=== Activity ===
Keep the pictures out of the copy and print all the entries below exactly.

(Saved entries)
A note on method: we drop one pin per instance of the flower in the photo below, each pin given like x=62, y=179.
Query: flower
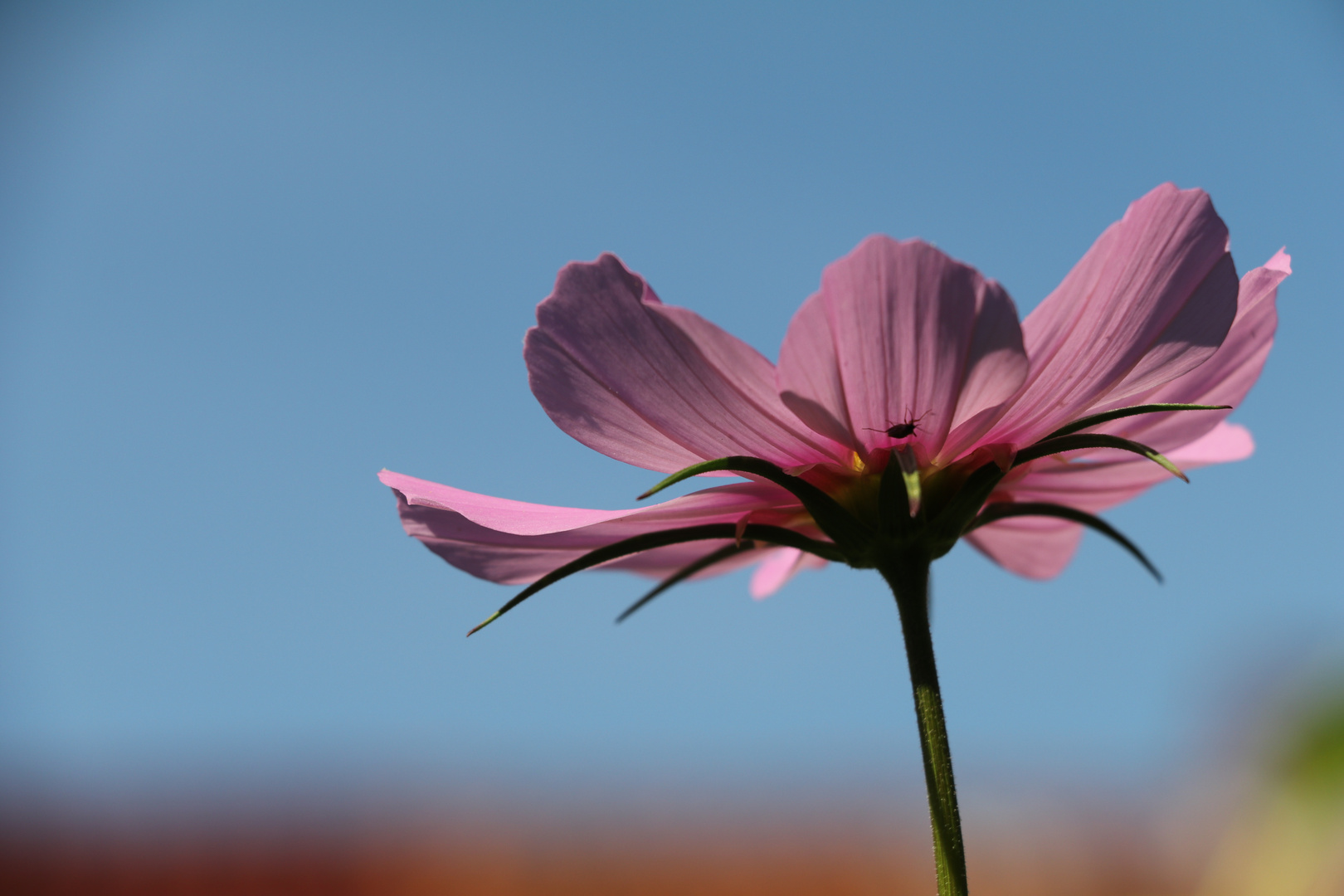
x=905, y=359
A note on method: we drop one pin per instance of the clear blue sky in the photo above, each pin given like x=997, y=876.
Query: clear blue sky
x=253, y=253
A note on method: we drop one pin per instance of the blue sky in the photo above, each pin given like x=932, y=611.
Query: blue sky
x=253, y=253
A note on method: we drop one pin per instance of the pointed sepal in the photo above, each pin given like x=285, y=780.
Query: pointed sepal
x=686, y=572
x=1079, y=441
x=650, y=540
x=1105, y=416
x=839, y=524
x=1010, y=509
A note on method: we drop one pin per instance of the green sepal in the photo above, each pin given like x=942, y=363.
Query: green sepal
x=1105, y=416
x=650, y=540
x=686, y=572
x=1093, y=440
x=845, y=529
x=996, y=512
x=951, y=523
x=894, y=499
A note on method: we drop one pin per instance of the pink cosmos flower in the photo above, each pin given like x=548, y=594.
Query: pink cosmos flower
x=905, y=358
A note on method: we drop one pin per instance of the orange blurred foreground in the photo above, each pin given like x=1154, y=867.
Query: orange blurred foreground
x=409, y=857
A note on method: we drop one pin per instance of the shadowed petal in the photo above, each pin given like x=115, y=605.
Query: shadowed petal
x=1152, y=299
x=514, y=542
x=777, y=567
x=1096, y=486
x=1032, y=547
x=901, y=331
x=655, y=386
x=1224, y=379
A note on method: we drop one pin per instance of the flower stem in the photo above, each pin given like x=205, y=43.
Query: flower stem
x=908, y=574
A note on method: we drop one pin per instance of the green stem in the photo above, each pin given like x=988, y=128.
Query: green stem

=== Task response ===
A note on method: we drop one pin per instance of the flower in the photo below, each pin given like x=62, y=179.
Query: flower
x=905, y=359
A note on method: we drop one pin per instance of the clear blue sky in the photo above, each pin given like x=997, y=876.
Query: clear blue sky
x=253, y=253
A note on method: we drop one pin per instance of the blue sky in the photo above, each pin given like x=932, y=611.
Query: blue sky
x=253, y=253
A note on method: we drop one pin per instance of the pointed sepal in the photo above, each pin given like x=285, y=780.
Query: pointed sepal
x=686, y=572
x=1079, y=441
x=650, y=540
x=1105, y=416
x=839, y=524
x=1010, y=509
A note on method: we drop one pin per instance of the green sepal in the photo above, each pin given like x=942, y=363.
Query: green sepal
x=1105, y=416
x=650, y=540
x=686, y=572
x=1093, y=440
x=845, y=529
x=996, y=512
x=951, y=523
x=894, y=499
A note on method: we drop one pin per instance of the pink cosmos flower in the photo above, each pin given like x=548, y=594.
Query: pink cosmos flower
x=905, y=358
A note on method: we drop one pin per instance of the orange blurred foreground in the photo above, each pin given like x=1154, y=867.
Query: orange blurred foreground
x=409, y=857
A note on method: we drop one pin per instance of the shadowed petal in the photo above, each pin given like x=115, y=605.
Query: shadowed petal
x=1152, y=299
x=514, y=542
x=777, y=567
x=1096, y=486
x=1032, y=547
x=901, y=331
x=655, y=386
x=1224, y=379
A note on method: we drop one pin per instance of the flower stem in the photo above, each pin given like x=205, y=43.
Query: flower stem
x=908, y=574
A note on method: we drop one pin per instance of the green stem in the photo above, each pin given like x=988, y=128.
Query: green stem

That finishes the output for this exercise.